▸ **Text section**:
-------------------------
These following articles that I came across refer somewhat to the issue.

Red Army lost 8,860,400 men killed in Great Patriotic War
http://www.itar-tass.com/eng/level2.html?NewsID=11497757&PageNum=0


> MOSCOW, May 4 (Itar-Tass) - The Red Army had lost 8,860,400 men killed during the Great Patriotic War, Chief of the Military Memorial Centre (MMC) of the Russian Armed Forces Major-General Alexander Kirilin told reporters here on Friday.
> 
> The general stated that, according to the figures of the special team, formed within MMC, the Red Army’s “irretrievable demographic losses in the Great Patriotic War added up to 8,860,400 men, the irretrievable losses – to about eleven million men”. He explained that the second group included the disabled servicemen.



Federal Military Cemetery to be built in Russia - Kirilin
http://www.itar-tass.com/eng/level2.html?NewsID=11498221&PageNum=2&fy=&fm=&fd=


> MOSCOW, May 4 (Itar-Tass) - Work to build a Federal Military Cemetery will begin here this year. Three billion roubles, needed to do it, were allocated for the next three years, Chief of the Military Memorial Centre (MMC) of the Russian Armed Forces Major-General Alexander Kirilin told reporters here on Friday.
> 
> “The most favourable conditions have been created for the work of MMC within the Russian Defence Ministry,” he noted. The problem is being considered of opening MMC offices in the foreign countries, where many Russian military burial places are to be found, in order to improve the work with military cemeteries outside the Russian Federation, the general added.
> 
> ...
-------------------------
▸ **Written instruction A**: In the forum post, take the part that opens with the words containing "These following articles" and closes with "the disabled servicemen.", and substitute "Soviet Army" for each occurrence of "Red Army".
▸ **Written instruction B**: Summarize the forum post in two sentences.

Entries from an annotation dataset
-------------------------
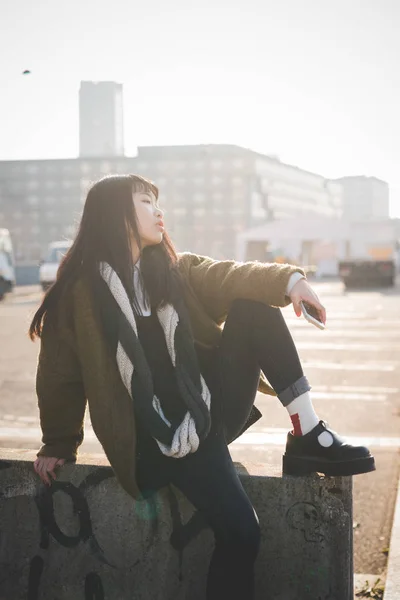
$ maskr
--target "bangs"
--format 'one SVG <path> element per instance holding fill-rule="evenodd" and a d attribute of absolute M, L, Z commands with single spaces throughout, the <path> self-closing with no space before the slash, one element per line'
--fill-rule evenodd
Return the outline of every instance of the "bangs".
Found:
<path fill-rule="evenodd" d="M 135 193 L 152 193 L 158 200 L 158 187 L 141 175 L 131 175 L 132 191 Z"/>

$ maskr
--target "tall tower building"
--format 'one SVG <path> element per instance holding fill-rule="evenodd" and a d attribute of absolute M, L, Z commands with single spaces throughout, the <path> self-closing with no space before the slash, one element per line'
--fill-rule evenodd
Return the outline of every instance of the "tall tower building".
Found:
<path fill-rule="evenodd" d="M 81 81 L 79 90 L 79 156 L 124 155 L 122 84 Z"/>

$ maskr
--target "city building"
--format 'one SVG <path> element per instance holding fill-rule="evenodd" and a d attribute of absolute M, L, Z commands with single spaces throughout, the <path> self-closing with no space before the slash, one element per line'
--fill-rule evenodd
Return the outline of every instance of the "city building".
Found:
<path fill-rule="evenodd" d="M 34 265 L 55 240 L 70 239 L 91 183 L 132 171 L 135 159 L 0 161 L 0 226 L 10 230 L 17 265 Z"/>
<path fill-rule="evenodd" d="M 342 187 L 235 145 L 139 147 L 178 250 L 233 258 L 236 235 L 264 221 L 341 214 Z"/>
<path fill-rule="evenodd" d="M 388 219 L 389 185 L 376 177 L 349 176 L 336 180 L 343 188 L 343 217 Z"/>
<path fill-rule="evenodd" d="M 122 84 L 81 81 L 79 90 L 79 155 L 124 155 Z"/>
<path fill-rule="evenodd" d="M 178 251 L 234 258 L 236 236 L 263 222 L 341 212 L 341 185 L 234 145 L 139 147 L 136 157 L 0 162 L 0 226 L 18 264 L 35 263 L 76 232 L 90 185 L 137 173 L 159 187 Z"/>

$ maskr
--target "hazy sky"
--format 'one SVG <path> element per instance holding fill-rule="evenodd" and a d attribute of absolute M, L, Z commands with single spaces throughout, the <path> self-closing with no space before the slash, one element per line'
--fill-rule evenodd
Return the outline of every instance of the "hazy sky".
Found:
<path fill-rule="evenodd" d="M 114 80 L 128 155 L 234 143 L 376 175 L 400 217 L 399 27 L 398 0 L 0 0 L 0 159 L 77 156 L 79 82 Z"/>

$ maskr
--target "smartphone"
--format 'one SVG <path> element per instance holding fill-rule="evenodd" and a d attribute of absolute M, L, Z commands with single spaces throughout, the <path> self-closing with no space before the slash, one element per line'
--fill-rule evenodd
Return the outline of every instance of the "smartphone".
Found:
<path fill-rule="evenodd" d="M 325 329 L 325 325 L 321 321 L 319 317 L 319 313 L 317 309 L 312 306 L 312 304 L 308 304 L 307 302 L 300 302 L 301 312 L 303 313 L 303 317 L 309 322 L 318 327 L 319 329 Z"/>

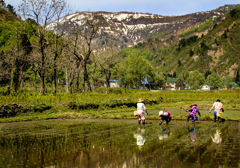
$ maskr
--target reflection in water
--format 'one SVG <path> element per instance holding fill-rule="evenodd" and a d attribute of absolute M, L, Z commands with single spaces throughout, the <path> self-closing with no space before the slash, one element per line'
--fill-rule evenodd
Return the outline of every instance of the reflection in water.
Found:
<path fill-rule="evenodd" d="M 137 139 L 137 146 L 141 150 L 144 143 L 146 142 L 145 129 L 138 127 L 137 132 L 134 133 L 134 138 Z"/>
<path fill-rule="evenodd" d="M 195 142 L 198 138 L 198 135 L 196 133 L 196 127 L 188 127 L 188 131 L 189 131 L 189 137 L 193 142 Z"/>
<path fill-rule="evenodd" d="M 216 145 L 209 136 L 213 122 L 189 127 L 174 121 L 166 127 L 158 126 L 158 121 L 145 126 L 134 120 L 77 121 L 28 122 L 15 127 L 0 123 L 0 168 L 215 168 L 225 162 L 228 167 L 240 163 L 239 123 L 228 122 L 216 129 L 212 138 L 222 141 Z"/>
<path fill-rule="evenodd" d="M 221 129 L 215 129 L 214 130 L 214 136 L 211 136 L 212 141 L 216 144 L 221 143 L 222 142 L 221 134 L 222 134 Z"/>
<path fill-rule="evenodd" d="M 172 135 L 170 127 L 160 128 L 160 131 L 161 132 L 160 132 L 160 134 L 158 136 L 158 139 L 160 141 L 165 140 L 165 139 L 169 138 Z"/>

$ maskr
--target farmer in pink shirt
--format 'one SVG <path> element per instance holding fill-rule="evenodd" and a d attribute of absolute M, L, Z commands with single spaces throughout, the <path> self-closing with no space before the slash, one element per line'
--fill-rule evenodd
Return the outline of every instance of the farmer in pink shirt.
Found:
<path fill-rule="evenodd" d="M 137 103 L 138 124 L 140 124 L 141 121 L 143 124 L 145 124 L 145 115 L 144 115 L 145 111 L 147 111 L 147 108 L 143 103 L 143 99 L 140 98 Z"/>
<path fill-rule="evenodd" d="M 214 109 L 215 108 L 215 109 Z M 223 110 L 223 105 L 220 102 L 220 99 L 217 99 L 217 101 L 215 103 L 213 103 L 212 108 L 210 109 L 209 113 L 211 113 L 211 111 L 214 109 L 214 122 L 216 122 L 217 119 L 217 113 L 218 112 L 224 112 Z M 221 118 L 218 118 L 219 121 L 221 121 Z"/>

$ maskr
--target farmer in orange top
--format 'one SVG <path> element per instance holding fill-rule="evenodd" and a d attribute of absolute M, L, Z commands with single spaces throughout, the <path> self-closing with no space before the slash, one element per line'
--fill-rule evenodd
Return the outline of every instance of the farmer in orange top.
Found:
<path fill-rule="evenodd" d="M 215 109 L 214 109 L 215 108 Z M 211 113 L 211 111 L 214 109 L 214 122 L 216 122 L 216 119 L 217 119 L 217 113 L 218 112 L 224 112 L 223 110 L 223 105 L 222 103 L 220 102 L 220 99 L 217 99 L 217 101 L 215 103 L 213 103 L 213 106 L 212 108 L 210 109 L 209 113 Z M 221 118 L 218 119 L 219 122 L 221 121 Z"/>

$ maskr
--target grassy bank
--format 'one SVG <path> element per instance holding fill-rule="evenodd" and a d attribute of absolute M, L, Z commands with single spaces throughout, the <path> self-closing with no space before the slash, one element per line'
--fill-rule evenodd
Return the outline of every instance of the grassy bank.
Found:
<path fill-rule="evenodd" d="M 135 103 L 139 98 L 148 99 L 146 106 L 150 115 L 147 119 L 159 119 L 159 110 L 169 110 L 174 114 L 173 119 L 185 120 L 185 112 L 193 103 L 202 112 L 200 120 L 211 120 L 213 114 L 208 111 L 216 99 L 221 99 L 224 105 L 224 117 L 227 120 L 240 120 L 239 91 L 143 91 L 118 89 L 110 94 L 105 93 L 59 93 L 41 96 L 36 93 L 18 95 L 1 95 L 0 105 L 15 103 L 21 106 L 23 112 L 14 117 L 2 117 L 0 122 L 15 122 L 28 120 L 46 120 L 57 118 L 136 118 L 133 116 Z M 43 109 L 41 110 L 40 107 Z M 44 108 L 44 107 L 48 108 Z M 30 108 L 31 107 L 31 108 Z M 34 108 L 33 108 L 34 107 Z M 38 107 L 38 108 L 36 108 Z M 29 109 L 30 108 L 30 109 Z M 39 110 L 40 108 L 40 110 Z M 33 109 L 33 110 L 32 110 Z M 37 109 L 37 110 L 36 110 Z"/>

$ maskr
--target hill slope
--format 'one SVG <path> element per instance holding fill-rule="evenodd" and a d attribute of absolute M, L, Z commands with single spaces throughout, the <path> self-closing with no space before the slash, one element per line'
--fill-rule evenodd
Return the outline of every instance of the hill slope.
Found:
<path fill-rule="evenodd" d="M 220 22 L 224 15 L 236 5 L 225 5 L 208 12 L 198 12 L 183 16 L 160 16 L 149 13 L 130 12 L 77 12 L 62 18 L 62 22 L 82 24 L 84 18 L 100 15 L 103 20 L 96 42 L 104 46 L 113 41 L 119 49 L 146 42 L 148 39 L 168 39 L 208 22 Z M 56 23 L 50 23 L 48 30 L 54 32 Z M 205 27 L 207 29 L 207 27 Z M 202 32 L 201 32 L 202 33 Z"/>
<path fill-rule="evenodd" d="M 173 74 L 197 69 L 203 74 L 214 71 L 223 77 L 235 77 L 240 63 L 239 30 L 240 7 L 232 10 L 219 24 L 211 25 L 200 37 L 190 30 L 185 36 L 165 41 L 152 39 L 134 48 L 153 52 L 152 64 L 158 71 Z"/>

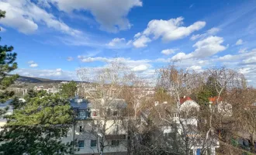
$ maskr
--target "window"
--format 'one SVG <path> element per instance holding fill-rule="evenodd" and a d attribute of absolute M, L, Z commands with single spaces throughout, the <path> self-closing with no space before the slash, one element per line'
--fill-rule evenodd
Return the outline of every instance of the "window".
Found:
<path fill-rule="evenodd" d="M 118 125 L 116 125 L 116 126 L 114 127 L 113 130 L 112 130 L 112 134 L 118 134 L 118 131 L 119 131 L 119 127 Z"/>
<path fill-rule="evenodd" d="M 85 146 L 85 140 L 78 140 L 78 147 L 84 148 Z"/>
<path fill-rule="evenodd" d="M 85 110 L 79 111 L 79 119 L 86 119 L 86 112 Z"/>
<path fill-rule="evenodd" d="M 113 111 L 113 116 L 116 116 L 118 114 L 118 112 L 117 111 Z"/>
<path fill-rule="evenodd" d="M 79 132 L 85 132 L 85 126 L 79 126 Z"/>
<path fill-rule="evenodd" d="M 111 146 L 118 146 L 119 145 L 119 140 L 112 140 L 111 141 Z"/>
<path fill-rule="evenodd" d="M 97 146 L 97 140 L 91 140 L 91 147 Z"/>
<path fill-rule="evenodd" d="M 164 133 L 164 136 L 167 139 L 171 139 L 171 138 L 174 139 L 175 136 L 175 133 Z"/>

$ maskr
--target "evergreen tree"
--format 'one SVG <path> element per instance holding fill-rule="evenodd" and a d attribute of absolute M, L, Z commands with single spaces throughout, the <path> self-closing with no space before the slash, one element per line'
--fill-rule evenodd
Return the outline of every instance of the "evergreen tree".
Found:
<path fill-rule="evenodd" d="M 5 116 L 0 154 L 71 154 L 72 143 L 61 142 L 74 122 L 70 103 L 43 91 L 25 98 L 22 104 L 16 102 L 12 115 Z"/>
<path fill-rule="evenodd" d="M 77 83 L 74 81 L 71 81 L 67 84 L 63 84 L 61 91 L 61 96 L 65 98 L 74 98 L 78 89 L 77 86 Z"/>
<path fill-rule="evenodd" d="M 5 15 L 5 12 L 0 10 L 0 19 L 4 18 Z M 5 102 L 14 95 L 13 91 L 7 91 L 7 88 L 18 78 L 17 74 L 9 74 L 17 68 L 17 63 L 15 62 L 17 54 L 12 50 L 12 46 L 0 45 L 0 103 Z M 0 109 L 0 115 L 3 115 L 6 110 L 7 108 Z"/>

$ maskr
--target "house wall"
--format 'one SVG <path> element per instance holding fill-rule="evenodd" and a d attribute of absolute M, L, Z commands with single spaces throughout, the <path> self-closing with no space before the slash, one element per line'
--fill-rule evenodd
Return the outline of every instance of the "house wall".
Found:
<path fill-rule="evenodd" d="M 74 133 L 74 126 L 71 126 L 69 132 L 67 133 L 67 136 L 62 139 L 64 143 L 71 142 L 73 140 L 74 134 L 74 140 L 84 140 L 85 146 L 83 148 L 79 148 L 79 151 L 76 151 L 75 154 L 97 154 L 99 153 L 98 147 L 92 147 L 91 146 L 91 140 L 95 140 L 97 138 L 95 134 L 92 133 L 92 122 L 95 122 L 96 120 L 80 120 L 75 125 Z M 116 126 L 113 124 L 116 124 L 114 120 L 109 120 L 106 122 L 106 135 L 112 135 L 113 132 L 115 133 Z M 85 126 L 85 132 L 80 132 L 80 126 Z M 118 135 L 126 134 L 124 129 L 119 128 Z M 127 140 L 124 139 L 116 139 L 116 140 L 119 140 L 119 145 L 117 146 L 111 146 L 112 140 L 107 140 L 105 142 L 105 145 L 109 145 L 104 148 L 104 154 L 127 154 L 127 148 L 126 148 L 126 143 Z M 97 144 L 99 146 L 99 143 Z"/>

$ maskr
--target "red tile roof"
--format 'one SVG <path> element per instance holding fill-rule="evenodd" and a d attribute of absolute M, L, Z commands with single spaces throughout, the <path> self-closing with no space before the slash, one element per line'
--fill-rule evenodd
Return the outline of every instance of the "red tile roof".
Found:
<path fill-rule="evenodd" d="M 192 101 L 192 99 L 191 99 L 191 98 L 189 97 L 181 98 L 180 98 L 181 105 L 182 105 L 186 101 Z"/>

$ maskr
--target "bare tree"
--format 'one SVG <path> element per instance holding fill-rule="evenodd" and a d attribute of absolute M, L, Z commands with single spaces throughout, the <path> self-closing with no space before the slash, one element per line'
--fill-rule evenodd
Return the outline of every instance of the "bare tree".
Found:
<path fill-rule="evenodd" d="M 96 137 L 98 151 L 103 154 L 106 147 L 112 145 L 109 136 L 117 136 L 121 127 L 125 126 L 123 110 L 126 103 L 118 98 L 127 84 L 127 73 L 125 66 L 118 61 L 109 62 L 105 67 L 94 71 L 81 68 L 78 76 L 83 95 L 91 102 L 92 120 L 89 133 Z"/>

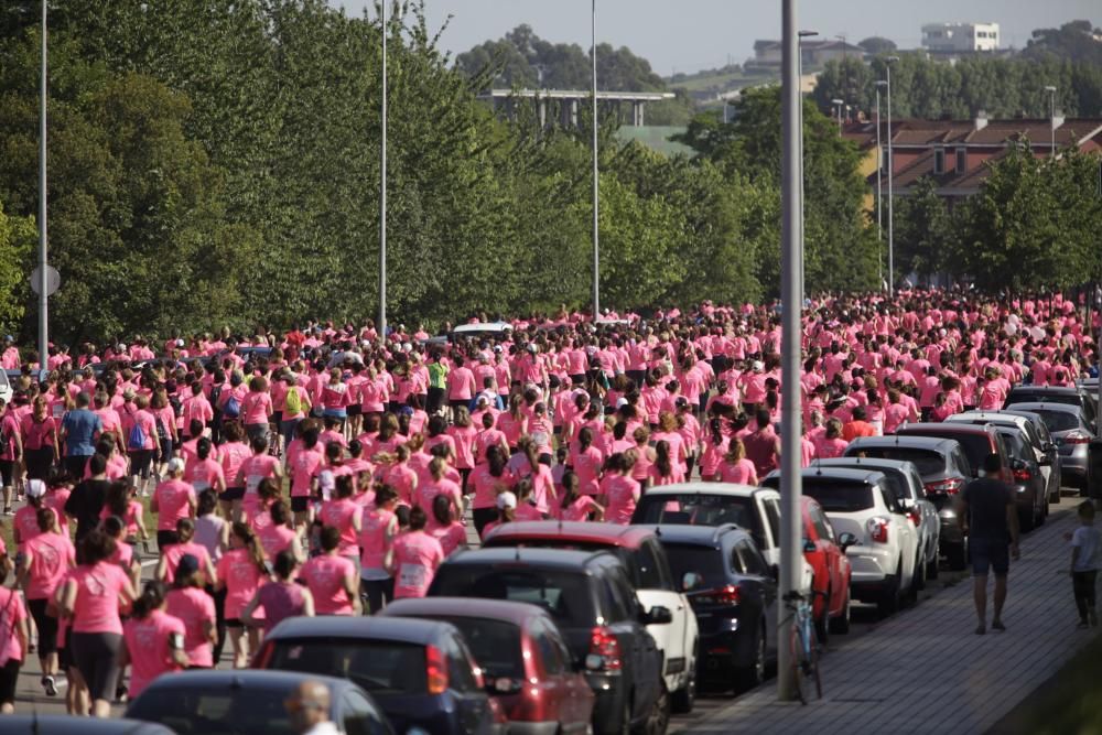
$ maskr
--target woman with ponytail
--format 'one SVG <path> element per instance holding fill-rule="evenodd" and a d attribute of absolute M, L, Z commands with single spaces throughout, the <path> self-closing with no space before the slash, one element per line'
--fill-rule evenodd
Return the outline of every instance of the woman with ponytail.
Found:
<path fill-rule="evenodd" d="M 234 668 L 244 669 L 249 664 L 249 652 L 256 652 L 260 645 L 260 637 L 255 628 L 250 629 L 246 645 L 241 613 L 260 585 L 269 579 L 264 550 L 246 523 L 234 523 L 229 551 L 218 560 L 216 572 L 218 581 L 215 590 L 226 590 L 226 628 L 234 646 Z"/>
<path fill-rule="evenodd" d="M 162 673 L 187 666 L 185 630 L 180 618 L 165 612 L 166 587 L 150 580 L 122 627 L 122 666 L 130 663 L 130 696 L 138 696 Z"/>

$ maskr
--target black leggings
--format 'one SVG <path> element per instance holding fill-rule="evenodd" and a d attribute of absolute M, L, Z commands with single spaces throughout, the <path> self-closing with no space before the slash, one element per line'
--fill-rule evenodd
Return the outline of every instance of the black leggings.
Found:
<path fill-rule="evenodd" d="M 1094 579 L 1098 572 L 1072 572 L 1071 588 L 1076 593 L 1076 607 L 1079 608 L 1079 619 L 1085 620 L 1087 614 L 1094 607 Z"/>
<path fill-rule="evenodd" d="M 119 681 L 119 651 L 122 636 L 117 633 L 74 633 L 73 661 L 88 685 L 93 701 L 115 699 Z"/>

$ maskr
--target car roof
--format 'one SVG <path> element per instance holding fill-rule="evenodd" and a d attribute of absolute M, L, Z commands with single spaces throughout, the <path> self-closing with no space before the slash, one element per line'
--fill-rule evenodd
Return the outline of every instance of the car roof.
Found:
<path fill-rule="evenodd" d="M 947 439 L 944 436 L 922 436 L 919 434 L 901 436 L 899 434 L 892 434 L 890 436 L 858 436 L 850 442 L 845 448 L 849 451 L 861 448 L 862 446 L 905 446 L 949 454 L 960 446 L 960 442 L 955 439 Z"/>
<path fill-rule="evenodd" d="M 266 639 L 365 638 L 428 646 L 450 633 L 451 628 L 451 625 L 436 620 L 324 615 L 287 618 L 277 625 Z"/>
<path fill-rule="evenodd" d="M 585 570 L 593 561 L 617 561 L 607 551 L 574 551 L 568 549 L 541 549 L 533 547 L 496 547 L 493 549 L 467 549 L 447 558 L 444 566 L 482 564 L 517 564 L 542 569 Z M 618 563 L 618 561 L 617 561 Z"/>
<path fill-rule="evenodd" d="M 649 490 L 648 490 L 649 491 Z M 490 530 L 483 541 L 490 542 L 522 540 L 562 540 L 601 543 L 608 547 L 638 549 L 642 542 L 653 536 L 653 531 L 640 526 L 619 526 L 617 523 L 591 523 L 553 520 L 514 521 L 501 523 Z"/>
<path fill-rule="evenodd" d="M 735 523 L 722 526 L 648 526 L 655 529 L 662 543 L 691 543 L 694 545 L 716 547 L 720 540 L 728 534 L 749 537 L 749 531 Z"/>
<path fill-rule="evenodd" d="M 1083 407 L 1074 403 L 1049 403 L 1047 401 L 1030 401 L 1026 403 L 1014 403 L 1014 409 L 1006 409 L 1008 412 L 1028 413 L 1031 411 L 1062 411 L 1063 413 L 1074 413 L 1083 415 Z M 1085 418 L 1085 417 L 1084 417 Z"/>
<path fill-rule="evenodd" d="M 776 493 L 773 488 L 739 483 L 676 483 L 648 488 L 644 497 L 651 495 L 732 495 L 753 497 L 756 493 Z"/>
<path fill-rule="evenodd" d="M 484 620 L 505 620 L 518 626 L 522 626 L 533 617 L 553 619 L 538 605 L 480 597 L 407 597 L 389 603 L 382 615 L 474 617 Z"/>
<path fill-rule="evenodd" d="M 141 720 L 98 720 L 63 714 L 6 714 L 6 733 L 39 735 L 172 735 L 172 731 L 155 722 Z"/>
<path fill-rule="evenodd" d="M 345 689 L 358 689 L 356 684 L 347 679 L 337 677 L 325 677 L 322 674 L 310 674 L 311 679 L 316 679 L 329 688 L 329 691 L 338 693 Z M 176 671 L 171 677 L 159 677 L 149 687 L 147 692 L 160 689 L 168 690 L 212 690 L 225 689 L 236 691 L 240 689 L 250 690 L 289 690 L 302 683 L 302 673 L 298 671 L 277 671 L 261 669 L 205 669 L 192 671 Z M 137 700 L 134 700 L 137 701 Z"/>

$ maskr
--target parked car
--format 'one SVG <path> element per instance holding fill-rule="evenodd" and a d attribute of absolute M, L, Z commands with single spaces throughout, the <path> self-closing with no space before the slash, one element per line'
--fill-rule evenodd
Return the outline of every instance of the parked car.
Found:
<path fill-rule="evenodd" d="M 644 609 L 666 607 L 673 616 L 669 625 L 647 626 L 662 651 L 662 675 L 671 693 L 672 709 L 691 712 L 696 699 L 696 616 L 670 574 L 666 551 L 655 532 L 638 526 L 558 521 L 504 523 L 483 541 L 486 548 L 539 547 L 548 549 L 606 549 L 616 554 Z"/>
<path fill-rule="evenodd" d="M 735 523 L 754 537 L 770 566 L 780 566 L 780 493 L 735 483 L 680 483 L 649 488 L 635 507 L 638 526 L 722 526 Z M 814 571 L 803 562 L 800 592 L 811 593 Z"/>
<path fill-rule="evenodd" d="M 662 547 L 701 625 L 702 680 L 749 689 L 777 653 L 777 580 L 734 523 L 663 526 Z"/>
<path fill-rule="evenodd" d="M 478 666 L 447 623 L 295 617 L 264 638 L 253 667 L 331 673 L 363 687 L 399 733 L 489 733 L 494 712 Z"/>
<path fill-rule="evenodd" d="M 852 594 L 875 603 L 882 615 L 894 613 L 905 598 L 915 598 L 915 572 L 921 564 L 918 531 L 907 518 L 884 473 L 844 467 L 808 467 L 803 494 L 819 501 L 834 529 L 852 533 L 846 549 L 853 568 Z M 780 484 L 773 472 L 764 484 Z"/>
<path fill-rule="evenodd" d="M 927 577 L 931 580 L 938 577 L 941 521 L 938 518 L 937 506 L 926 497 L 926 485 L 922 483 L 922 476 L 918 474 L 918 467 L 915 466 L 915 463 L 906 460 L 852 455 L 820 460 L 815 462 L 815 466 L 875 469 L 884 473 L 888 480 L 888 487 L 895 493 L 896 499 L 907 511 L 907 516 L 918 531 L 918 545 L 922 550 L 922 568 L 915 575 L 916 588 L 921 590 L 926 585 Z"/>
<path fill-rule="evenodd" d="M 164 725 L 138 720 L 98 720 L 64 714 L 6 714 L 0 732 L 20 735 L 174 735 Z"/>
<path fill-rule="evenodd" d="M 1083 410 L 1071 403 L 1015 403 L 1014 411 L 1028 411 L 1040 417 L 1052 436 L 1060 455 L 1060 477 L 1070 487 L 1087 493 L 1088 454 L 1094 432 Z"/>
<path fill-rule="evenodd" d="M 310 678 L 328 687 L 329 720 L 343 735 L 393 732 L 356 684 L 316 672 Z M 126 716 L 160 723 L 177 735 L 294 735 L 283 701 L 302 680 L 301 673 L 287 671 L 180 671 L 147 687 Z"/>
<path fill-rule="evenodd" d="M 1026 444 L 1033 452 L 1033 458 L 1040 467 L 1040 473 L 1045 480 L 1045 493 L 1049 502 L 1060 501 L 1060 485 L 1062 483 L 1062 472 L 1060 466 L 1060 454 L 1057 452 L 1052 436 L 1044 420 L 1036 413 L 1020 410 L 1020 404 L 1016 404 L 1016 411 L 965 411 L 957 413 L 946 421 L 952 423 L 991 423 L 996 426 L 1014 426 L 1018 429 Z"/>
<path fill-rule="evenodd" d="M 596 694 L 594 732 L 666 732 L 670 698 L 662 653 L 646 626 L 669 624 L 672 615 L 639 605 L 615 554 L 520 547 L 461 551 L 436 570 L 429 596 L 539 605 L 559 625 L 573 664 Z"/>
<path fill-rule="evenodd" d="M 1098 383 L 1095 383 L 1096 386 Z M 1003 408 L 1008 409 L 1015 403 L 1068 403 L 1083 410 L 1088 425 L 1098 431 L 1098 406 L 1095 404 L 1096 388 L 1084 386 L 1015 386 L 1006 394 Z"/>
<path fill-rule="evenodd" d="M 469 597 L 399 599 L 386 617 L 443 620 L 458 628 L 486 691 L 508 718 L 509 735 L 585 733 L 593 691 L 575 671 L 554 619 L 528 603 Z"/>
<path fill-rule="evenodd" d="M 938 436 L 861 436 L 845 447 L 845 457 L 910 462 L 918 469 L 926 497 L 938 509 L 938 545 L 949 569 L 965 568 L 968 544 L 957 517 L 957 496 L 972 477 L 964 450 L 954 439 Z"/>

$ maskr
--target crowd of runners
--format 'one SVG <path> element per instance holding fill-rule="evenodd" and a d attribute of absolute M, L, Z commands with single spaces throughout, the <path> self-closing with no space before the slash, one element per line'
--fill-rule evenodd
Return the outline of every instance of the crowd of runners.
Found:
-------------------------
▸ **Correct result A**:
These following articles that I came across refer somewhat to the issue.

Soviet Army lost 8,860,400 men killed in Great Patriotic War
http://www.itar-tass.com/eng/level2.html?NewsID=11497757&PageNum=0


> MOSCOW, May 4 (Itar-Tass) - The Soviet Army had lost 8,860,400 men killed during the Great Patriotic War, Chief of the Military Memorial Centre (MMC) of the Russian Armed Forces Major-General Alexander Kirilin told reporters here on Friday.
> 
> The general stated that, according to the figures of the special team, formed within MMC, the Soviet Army’s “irretrievable demographic losses in the Great Patriotic War added up to 8,860,400 men, the irretrievable losses – to about eleven million men”. He explained that the second group included the disabled servicemen.

▸ **Correct result B**: Major-General Alexander Kirilin, chief of the Military Memorial Centre of the Russian Armed Forces, told reporters that the Red Army lost 8,860,400 men killed in the Great Patriotic War, with irretrievable losses, including disabled servicemen, of about eleven million. He also said that work on a Federal Military Cemetery would begin that year with three billion roubles allocated over three years, and that opening MMC offices in foreign countries with Russian military burial places was being considered.